▶ **THE TASKS**
1. Answer these questions from the page excerpt:
(a) How many screws does Betty now have in her hip?
(b) What city and state did Ralph Smith come from?
(c) In what year did John Ferris first leave the USN?
2. Please list every person named in the page excerpt, in the order they first appear.

At our age I guess we should always try to have someone close at hand at all times.  As a safe guard keep your cell phone in your pocket at all times.  Perhaps you can use it to call for help. Several years ago Betty fell in the kitchen, broke her hip and couldn’t get up to the telephone.  I was out of the house running an errand so she had to lie there until I returned.  Had she had a cell phone she could have called me home sooner.  She now has three screws in her hip but no lasting problems.   

When I published the passing of Ralph Smith I received this email John Ferris 6th Co.

“Ralph Smith and I were good friends at the Academy.  He came from Bettendorf, Iowa.  He often mentioned that he would like to attend the summer program at the Universidad Autonoma de Mexico (in Mexico city).  When he resigned at the end of 2/c year, he did just that.  We kept in touch, and he gave me rave reviews of the summer program, which was attended by students from all of the Americas.  And so it was that, when I left the USN for the first time, in 1950, I got in touch with Ralph.  He told me how to apply for the summer program and even referred me to the Senora from whom he rented a room in Mexico City.  Everything clicked and I enjoyed a very enjoyable, and educational summer in Mexico, and made several friends with whom I kept up for many years.  My facility with Spanish was further improved.  Prof Cabrillo Vasquez back at the Academy would have been proud of me.  His claim to fame was that he had coached Henry Wallace in Spanish prior to the VP’s good will trip to Latin America in the early 1940s.  You should have heard me negotiating, last week with the young Mexicano who has now cut down a couple of bad trees and generally cleaned up the forest behind our house.  Most of his compadres here are really hard workers and they are making good progress.  I wish that someone would come up with a sensible, non-emotional, solution to the immigration problem.  The African Americans are, as of now, the real losers in our economy.

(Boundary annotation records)
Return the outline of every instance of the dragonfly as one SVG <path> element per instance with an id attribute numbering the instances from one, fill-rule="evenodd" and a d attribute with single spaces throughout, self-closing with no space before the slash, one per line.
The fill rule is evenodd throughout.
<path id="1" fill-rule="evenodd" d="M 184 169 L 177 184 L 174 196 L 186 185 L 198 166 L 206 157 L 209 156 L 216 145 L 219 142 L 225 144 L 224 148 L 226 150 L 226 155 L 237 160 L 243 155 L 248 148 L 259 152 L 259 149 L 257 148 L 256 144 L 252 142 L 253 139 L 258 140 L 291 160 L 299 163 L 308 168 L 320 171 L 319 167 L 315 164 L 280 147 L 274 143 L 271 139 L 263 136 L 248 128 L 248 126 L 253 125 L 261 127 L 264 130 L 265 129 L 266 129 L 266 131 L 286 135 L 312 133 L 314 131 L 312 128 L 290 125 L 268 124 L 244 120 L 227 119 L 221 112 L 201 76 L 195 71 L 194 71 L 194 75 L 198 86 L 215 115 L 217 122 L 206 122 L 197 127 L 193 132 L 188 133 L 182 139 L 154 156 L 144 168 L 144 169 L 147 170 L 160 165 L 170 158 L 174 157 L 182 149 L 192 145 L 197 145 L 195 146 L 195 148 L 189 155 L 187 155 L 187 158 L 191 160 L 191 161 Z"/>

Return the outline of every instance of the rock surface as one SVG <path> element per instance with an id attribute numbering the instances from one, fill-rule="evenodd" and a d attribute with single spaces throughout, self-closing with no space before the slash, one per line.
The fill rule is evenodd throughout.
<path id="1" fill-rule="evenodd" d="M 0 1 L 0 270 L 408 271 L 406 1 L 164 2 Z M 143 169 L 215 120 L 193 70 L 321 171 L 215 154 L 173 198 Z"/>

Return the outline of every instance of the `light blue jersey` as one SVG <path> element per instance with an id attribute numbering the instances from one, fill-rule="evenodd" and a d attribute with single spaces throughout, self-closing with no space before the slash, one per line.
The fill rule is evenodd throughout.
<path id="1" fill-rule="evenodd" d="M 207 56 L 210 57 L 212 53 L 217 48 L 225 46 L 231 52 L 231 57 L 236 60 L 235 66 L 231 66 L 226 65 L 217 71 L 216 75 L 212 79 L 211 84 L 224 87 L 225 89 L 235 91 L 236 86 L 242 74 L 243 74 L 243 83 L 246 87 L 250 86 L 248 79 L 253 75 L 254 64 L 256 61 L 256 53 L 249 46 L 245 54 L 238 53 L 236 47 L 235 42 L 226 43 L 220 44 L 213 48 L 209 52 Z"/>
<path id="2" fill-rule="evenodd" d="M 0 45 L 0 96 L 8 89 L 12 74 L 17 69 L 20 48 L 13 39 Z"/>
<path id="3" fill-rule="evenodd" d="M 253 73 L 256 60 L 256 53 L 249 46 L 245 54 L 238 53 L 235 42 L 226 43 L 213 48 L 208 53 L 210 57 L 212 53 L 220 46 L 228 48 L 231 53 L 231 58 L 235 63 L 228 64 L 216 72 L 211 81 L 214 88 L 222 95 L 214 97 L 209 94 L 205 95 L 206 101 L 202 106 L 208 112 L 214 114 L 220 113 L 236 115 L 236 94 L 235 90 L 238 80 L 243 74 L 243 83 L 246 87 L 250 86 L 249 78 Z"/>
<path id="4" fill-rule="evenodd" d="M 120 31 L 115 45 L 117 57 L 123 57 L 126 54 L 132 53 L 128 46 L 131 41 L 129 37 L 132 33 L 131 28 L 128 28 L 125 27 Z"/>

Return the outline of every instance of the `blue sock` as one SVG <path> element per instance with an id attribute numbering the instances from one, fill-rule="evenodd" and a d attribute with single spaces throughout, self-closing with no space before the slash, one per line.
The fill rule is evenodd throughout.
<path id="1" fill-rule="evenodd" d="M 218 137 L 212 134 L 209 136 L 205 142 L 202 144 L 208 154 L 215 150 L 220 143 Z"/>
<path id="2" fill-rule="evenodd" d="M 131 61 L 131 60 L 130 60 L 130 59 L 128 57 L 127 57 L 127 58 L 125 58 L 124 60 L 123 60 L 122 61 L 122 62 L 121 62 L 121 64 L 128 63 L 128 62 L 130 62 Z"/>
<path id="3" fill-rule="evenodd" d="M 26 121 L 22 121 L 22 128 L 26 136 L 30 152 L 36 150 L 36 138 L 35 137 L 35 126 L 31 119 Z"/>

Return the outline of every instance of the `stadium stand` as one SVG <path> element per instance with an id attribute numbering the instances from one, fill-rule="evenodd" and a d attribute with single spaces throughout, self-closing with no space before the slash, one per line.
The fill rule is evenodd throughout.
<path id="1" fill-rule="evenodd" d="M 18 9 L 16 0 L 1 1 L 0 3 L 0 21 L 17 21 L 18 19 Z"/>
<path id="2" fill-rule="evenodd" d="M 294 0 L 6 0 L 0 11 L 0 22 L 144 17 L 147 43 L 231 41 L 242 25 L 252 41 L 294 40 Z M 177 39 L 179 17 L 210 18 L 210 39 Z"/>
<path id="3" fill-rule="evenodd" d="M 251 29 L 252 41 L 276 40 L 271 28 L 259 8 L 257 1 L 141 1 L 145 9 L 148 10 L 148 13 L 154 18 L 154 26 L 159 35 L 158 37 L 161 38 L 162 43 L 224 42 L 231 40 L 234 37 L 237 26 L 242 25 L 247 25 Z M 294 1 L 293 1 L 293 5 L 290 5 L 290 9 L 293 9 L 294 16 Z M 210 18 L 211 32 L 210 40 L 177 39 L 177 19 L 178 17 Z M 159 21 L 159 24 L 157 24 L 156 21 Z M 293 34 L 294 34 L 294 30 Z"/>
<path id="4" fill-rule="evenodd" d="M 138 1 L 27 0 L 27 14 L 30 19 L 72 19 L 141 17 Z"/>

▶ **RESULTS**
1.
(a) Three
(b) Bettendorf, Iowa
(c) 1950

2.
Betty
Ralph Smith
John Ferris
Cabrillo Vasquez
Henry Wallace